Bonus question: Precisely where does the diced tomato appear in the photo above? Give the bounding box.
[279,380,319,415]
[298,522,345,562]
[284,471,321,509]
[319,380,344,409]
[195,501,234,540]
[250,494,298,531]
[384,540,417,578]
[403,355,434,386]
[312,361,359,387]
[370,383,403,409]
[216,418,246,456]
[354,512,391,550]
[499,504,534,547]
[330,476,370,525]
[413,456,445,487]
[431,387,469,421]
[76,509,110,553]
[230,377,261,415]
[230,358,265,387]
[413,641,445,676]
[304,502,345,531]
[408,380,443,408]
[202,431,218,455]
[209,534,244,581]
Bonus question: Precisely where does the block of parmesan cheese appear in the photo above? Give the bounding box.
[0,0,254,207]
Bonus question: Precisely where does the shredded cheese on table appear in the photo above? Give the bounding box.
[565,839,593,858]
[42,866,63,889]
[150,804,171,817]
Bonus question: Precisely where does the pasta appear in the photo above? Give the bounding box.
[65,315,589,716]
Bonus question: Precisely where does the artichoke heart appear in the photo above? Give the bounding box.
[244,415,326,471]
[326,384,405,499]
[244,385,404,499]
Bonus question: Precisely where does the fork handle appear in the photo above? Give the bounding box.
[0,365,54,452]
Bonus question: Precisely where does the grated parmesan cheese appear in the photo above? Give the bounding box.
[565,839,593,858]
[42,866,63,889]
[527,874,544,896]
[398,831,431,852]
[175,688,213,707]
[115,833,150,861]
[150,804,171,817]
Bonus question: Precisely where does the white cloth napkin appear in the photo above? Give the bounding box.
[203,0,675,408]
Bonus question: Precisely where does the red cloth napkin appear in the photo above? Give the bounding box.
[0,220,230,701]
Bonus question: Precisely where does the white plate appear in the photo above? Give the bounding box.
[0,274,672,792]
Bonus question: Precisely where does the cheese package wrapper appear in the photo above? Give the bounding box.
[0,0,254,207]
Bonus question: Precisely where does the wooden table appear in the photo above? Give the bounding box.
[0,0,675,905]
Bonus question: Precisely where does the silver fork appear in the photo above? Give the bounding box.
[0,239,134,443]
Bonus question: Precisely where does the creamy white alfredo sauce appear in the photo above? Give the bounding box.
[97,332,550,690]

###

__Request__
Rewrite the entries from the line containing "Bonus question: Precisely where does the creamy" through the end of the entries, swapping "alfredo" for "carbonara" and changing nothing else.

__Response to this exercise__
Bonus question: Precisely where does the creamy white carbonara sauce appear in the photo above? Give the bounding box.
[97,332,550,690]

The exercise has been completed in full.